Transcribe word for word only the part that opens with the line containing "Could you kindly indicate each instance of the curved" and closes with the line containing "<point>155,306</point>", including both of those lines.

+++ Recorded information

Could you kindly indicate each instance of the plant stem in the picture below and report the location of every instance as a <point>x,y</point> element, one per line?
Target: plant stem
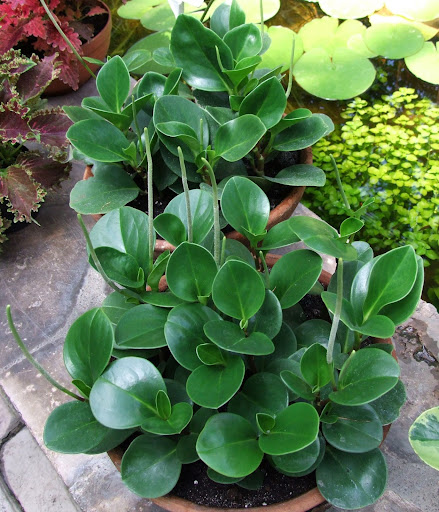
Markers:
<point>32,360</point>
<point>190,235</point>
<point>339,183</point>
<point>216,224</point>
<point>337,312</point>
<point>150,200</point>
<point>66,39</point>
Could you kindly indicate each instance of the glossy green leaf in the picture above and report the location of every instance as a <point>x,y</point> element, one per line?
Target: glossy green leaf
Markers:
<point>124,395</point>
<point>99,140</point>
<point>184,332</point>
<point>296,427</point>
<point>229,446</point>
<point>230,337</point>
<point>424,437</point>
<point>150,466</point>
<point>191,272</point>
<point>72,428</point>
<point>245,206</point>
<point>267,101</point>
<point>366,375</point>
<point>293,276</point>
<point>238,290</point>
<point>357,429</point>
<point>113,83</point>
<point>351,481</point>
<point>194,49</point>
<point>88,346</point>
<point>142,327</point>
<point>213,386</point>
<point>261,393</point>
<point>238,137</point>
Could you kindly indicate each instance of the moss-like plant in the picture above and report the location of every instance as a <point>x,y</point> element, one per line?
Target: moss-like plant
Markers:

++++++
+++ Recorded information

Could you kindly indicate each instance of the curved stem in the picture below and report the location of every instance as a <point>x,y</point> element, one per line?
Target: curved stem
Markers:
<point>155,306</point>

++++++

• **Response to this exercise**
Could you kindly indicate each instance of the curved stem in the picture below and report the location of every instance as a <point>x,y</point> element, one per line?
Target: curved stem
Markers:
<point>155,306</point>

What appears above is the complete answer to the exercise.